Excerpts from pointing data
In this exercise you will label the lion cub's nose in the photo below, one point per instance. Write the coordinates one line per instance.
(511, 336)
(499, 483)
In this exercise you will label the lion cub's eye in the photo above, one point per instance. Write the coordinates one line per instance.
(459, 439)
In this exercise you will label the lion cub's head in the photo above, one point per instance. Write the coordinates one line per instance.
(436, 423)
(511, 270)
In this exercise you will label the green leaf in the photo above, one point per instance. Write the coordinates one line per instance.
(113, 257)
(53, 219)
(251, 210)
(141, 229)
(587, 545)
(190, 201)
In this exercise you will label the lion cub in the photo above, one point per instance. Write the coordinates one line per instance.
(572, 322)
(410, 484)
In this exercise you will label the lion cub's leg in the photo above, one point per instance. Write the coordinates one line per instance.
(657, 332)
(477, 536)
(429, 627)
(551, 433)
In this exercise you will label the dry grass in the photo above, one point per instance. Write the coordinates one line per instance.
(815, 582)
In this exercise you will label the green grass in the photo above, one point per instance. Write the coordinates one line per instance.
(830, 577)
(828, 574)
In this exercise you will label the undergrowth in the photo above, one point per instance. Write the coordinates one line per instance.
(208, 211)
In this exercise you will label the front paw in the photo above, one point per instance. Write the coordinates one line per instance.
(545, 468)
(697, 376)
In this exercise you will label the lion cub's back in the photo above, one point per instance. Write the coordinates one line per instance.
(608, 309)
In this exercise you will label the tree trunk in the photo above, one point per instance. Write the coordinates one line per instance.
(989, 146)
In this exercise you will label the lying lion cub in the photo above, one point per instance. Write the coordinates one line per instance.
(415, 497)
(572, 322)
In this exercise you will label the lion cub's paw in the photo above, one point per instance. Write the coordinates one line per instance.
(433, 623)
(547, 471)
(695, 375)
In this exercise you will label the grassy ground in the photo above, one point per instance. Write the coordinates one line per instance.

**GIVEN REQUEST**
Recast every line of the entries above as a Markdown table with two columns, Row and Line. Number the rows consecutively and leave out blank lines.

**PROBLEM SOLUTION**
| Row | Line |
|---|---|
| 1 | In this exercise you will label the lion cub's nose in the photo below, one point per instance. Write the coordinates one line per instance. |
| 2 | (511, 336) |
| 3 | (499, 483) |
| 4 | In this exercise you will label the lion cub's eye in the photo above, one point per instance. Write the coordinates one line per instance. |
| 5 | (459, 439) |
| 6 | In this exercise you will label the lion cub's head in the photo above, one point per instance. Write the coordinates one line per instance. |
| 7 | (436, 423) |
| 8 | (511, 270) |
| 9 | In this exercise you will label the green leaf in the photo above, one point per instance. Write the coordinates one line per instance. |
| 10 | (113, 257) |
| 11 | (53, 219) |
| 12 | (251, 210) |
| 13 | (141, 229) |
| 14 | (587, 545) |
| 15 | (190, 201) |
| 16 | In this exercise you will label the lion cub in the photo above, one point per instance. Write the coordinates one line per instance. |
| 17 | (572, 322) |
| 18 | (410, 484) |
| 19 | In this exercise you will label the lion cub's leg in the photo above, one point per instance. Write the coordinates one line per instance. |
| 20 | (657, 332) |
| 21 | (477, 536) |
| 22 | (429, 627) |
| 23 | (551, 433) |
| 24 | In this exercise you will label the dry grass in the photo above, one point per instance. Write the coordinates one line per instance. |
| 25 | (815, 582) |
| 26 | In this exercise you will label the green grass in the photo above, one point per instance. Write the coordinates one line per instance. |
| 27 | (830, 577) |
| 28 | (828, 574) |
| 29 | In this exercise you will label the undergrowth in the photo above, one point per instance. Write the coordinates one line per instance. |
| 30 | (208, 211) |
| 31 | In this exercise you will label the front paw in the photo above, one point per instance. Write the coordinates one line per instance. |
| 32 | (545, 468) |
| 33 | (697, 376) |
| 34 | In this exercise you will label the lion cub's back in the photo above, one point per instance. Write the coordinates one line per instance. |
| 35 | (608, 309) |
| 36 | In this exercise you will label the tree trunk in the photo above, one point per instance. Write the coordinates one line per instance. |
| 37 | (989, 146) |
| 38 | In this exercise you will label the lying lion cub in the photo above, one point per instance. Write the coordinates one line per instance. |
| 39 | (415, 497) |
| 40 | (572, 322) |
| 41 | In this exercise you will label the lion cub's paw in the photo above, one point per instance. Write the coordinates one line per instance. |
| 42 | (433, 623) |
| 43 | (547, 471) |
| 44 | (695, 375) |
| 45 | In this exercise you will label the grassy ground in the photo above, one point per instance. Write the coordinates one line per instance. |